(PAGE EXTRACT):
● ● ● ● ● ● ●
Isekado stands out for its unique use of wild yeast which sets it apart from most breweries that rely on cultivated strains. The founder collects wild yeast from various natural sources, such as the sap of centuries-old tea trees found in Shinto shrine grounds, local flowers, oranges, apples and wooded areas around Ise. This distinctive yeast research led to his doctoral degree and continues to be a defining element of Isekado’s identity.
In its brewing process, Isekado uses only the three core ingredients—yeast, hops, and malt—eschewing adjuncts like corn starch commonly found in mainstream Japanese beers. The brewery imports hop and malt directly from the Pacific Northwest region of the United States and maintains a close partnership with a support company based in Seattle. This uncompromising approach underscores Isekado's dedication to purity and quality.
How does this 'beer laboratory' model influence your brewing process and product development?
Despite its modest scale, Isekado operates with technological sophistication and a team of 35 employees, including two PhDs and five staff members with master’s degrees. The brewery functions as a true “beer laboratory”, equipped with state-of-the-art analytical instruments and engaged in continuous collaborative research with prestigious institutions such as the University of Tokyo and Osaka University. The founder himself is also a visiting professor of fermentation studies at Shizuoka University, further linking the brewery’s operations with academic innovation.
Could you please tell us about the international expansion of your company?
Isekado currently exports its products to 13 countries, including India and Vietnam. In Vietnam, Isekado has adopted a unique partnership model, training a local brewery to produce beer following our specifications. The finished product is then purchased and sold under the Isekado brand. This approach ensures consistent quality while fostering local collaboration and market adaptability.
● ● ● ● ● ● ●
(ACTIVITY LIST):
**A)** Repeat the Isekado brewery text word for word from "In its brewing" to "and product development?".
**B)** Continue the Isekado brewery text from its last sentence.
The listing after the Isekado brewery text isn't needed.

(DATA EXCERPT):
● ● ● ● ● ● ●
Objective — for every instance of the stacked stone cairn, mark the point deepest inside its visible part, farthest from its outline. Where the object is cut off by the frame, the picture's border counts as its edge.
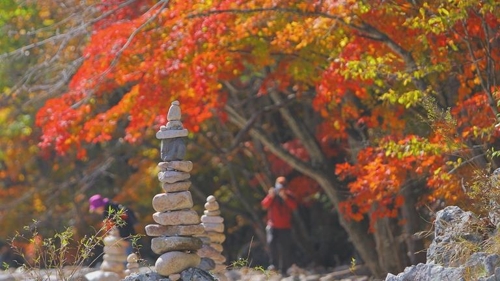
● ● ● ● ● ● ●
(ACTIVITY ANSWERS):
**A)**
In its brewing process, Isekado uses only the three core ingredients—yeast, hops, and malt—eschewing adjuncts like corn starch commonly found in mainstream Japanese beers. The brewery imports hop and malt directly from the Pacific Northwest region of the United States and maintains a close partnership with a support company based in Seattle. This uncompromising approach underscores Isekado's dedication to purity and quality.
How does this 'beer laboratory' model influence your brewing process and product development?

**B)**
Will Isekado be interested in setting up a craft brewery in Nepal?
We are actively exploring the possibility of expanding into Nepal. This marks our first visit to the country, and we are currently evaluating the potential for establishing a craft brewery in collaboration with local partners. The preliminary plan includes an initial investment of over Rs 50 million (approximately 50 million yen) and a strong focus on tailoring beer offerings to suit local preferences.
We plan to start with our most awarded beer, the Pale Ale, which exemplifies our commitment to cleanliness and rigorous quality control. The brewing equipment will likely be imported from Germany to maintain the same standards we uphold in Japan, although cost efficiency will also be a factor in final decisions. In terms of employment, we aim to hire more than 20 local staff over time. The first five years will be a learning period marked by experimentation and fine-tuning, but we anticipate strong growth thereafter. Ultimately, our long-term vision is to produce beer in Nepal that can compete and win on the international stage.
How do Isekado’s core principles—craftsmanship, science and mixed management—shape your approach to brewing and beyond?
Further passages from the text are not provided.